BEGIN Record excerpts

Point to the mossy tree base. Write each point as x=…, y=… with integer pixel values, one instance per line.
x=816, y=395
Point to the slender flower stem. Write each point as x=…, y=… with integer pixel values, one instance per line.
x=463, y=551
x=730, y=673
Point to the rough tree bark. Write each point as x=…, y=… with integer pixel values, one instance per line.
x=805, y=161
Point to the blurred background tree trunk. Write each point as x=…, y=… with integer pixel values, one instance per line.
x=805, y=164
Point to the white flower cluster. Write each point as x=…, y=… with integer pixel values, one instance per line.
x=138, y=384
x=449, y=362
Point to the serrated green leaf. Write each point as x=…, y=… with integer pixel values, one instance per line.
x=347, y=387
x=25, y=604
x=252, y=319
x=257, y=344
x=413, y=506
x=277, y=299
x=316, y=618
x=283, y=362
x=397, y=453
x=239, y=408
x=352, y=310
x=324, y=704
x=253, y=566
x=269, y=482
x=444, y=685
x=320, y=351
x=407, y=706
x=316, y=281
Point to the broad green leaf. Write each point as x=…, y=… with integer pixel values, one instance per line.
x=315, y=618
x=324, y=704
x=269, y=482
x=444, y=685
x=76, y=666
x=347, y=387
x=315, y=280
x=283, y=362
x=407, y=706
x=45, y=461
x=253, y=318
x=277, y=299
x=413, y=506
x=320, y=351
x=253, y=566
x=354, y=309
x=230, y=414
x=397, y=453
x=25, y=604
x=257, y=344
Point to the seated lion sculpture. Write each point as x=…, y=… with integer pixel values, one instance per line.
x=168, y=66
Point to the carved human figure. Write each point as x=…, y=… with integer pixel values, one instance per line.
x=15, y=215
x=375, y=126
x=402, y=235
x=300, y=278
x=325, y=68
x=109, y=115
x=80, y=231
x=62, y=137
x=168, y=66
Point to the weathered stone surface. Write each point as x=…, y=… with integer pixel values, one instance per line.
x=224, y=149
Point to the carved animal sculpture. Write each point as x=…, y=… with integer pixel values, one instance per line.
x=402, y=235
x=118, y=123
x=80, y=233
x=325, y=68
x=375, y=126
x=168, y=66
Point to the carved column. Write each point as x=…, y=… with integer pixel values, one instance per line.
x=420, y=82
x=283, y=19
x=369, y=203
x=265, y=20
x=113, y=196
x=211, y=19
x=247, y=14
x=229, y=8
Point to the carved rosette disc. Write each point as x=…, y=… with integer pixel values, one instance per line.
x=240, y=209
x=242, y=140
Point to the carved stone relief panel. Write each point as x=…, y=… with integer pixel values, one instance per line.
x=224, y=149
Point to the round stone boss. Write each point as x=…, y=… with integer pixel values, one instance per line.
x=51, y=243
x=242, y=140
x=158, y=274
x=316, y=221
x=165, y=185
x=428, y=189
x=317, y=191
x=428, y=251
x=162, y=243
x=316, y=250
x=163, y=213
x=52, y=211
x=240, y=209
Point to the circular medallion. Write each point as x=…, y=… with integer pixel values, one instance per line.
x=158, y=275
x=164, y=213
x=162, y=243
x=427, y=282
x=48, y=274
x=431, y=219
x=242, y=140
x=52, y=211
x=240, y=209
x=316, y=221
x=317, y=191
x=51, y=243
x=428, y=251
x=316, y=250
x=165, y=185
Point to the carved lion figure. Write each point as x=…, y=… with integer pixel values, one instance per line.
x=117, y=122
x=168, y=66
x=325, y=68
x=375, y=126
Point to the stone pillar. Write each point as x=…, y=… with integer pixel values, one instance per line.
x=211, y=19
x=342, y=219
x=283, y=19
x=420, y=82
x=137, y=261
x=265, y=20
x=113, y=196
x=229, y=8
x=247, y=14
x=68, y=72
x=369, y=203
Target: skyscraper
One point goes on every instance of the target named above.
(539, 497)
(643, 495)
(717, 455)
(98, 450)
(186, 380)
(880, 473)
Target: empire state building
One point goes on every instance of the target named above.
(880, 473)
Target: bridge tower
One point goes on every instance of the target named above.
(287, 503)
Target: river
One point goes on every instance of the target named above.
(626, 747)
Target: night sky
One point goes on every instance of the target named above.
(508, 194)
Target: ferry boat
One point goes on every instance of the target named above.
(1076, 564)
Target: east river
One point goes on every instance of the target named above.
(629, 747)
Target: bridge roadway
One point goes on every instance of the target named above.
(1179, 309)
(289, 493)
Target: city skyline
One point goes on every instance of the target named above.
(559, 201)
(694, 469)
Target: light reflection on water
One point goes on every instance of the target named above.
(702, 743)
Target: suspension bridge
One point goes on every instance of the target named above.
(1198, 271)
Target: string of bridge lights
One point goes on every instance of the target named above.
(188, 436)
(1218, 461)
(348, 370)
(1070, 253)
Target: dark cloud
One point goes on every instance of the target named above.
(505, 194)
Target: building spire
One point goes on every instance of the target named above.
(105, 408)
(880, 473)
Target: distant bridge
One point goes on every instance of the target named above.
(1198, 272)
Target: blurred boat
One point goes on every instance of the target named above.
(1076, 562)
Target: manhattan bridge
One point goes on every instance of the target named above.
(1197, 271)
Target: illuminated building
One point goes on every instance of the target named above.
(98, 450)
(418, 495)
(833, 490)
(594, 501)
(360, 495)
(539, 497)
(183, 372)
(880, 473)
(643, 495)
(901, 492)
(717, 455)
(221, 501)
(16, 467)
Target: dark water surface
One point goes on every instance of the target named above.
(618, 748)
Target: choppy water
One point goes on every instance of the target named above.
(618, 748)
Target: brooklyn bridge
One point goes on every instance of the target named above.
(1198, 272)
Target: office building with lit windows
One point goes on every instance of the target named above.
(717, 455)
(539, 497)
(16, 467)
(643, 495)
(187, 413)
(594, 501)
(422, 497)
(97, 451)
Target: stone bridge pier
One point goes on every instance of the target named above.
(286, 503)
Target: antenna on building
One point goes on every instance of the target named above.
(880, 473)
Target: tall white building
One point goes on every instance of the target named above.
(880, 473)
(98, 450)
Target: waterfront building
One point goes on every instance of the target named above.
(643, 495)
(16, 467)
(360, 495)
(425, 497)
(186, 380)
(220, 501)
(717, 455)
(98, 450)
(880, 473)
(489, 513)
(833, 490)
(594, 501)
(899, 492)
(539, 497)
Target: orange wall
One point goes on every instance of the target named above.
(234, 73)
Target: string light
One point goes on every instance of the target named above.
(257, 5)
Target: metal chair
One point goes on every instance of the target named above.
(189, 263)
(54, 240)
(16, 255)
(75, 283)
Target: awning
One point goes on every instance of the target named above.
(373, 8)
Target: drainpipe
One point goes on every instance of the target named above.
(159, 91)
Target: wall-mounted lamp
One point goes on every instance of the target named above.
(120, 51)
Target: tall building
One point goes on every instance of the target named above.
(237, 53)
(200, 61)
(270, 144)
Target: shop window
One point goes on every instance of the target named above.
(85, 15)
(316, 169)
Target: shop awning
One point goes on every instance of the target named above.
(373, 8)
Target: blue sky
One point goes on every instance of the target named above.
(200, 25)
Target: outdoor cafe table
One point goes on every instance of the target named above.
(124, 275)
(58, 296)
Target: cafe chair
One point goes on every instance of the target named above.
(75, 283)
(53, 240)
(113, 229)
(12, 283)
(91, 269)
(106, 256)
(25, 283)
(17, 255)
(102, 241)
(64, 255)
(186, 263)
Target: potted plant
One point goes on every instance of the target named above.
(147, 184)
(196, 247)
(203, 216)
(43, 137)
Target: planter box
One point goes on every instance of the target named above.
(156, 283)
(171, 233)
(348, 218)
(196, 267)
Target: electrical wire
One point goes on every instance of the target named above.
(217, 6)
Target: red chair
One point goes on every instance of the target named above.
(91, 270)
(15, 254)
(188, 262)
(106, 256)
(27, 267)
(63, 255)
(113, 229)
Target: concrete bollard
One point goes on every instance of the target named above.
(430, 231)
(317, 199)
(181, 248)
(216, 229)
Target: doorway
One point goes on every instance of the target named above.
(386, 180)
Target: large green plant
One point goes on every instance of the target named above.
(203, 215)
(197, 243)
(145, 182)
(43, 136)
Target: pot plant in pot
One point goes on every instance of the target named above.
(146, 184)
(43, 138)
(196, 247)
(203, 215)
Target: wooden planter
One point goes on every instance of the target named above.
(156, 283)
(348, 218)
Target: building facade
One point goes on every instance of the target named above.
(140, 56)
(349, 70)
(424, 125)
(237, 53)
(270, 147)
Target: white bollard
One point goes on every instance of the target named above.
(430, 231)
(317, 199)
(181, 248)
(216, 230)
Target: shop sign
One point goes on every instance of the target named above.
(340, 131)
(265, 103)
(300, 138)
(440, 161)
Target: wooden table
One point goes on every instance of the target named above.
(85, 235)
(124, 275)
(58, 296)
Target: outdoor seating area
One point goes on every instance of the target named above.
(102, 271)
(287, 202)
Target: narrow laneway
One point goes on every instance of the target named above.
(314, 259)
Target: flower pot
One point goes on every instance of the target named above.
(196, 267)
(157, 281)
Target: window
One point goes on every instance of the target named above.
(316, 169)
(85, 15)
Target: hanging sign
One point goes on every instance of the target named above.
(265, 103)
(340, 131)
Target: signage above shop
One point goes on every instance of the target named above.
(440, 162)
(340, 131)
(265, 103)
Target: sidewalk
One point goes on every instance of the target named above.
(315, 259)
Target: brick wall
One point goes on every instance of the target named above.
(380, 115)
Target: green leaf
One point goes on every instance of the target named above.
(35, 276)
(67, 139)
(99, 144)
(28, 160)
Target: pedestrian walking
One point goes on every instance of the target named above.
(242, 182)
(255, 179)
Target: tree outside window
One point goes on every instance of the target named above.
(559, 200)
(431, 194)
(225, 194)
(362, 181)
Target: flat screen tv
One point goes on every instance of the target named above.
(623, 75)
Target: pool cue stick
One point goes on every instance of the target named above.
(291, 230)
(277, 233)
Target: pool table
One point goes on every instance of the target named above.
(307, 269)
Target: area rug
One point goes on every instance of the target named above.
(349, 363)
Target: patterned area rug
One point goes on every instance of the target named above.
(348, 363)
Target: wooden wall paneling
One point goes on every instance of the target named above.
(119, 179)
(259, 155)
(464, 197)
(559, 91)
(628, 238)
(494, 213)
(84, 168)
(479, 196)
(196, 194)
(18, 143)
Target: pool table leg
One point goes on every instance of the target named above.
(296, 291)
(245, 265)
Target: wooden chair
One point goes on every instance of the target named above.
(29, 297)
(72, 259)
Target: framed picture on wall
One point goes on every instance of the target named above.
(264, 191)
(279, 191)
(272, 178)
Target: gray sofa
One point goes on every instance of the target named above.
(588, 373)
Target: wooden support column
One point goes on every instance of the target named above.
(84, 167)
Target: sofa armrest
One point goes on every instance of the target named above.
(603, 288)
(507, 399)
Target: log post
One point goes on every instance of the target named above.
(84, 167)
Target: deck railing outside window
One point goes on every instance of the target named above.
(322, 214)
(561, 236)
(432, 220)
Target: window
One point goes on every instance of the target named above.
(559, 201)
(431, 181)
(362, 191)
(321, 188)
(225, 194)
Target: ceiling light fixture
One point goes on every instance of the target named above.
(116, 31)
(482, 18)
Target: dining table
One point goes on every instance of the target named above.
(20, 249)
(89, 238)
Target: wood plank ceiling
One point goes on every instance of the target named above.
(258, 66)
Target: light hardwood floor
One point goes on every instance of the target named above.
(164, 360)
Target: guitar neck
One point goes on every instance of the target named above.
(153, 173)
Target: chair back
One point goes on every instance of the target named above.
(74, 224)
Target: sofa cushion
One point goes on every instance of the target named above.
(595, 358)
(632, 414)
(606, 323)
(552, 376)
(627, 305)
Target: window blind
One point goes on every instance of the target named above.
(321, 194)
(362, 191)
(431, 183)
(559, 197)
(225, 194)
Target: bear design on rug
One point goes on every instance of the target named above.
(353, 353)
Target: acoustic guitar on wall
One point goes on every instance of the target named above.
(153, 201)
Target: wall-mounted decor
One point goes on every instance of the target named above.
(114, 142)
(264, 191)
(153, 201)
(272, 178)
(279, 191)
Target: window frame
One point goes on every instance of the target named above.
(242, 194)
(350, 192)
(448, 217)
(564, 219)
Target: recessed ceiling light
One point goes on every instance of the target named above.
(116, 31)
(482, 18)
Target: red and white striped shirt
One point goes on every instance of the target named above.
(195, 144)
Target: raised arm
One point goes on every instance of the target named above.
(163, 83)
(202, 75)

END Record excerpts

→ **What the task asks**
When the line with "Target: antenna on building" is reached in the data above, begin copying, and stop after the line with "Target: cafe chair"; copy each line exactly, both ends included.

→ **Solved problem**
Target: antenna on building
One point goes on every instance of the target named above.
(880, 473)
Target: tall white building
One point goes on every instance of the target named above.
(880, 473)
(98, 450)
Target: waterfront building
One point goes on every instance of the target named above.
(643, 495)
(16, 467)
(360, 495)
(425, 497)
(186, 380)
(220, 501)
(717, 455)
(98, 450)
(880, 473)
(489, 513)
(833, 490)
(594, 501)
(899, 492)
(539, 497)
Target: orange wall
One point goes on every instance of the target named above.
(234, 73)
Target: string light
One point goes on every instance of the target named above.
(257, 5)
Target: metal chair
One point goes on every instance of the target named above.
(189, 263)
(54, 240)
(16, 255)
(75, 283)
Target: awning
One point goes on every instance of the target named above.
(373, 8)
Target: drainpipe
One point goes on every instance of the target named above.
(159, 91)
Target: wall-mounted lamp
One point goes on every instance of the target named above.
(120, 51)
Target: tall building
One point goes on every instance of the target named above.
(237, 53)
(200, 61)
(270, 144)
Target: shop window
One point goes on every instance of the target named above.
(85, 15)
(316, 169)
Target: shop awning
One point goes on every instance of the target named above.
(373, 8)
Target: blue sky
One point goes on every instance of the target named above.
(200, 25)
Target: outdoor cafe table
One point goes on every instance of the target named above.
(124, 275)
(58, 296)
Target: cafe chair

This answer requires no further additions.